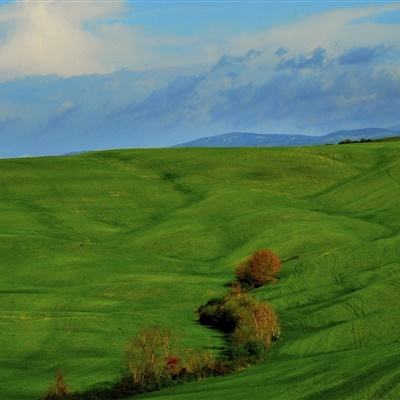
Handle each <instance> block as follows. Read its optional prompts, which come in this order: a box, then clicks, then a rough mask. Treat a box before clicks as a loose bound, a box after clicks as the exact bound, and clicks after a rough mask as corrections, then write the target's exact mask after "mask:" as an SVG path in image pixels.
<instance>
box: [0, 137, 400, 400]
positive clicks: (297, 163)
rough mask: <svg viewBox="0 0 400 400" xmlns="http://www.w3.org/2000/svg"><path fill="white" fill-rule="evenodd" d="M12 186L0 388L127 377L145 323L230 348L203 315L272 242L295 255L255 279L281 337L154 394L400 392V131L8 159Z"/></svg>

┄┄┄┄┄┄┄┄┄┄

_Your instructions:_ In the listing above, find the line containing "box: [0, 137, 400, 400]" and please quote exactly that line through the last one, and no other lines.

_Written response:_
box: [0, 137, 400, 400]
positive clicks: (297, 163)
rough mask: <svg viewBox="0 0 400 400" xmlns="http://www.w3.org/2000/svg"><path fill="white" fill-rule="evenodd" d="M12 186L0 388L127 377L145 323L230 348L203 315L272 242L295 255L255 279L281 337L154 394L400 392V131L8 159Z"/></svg>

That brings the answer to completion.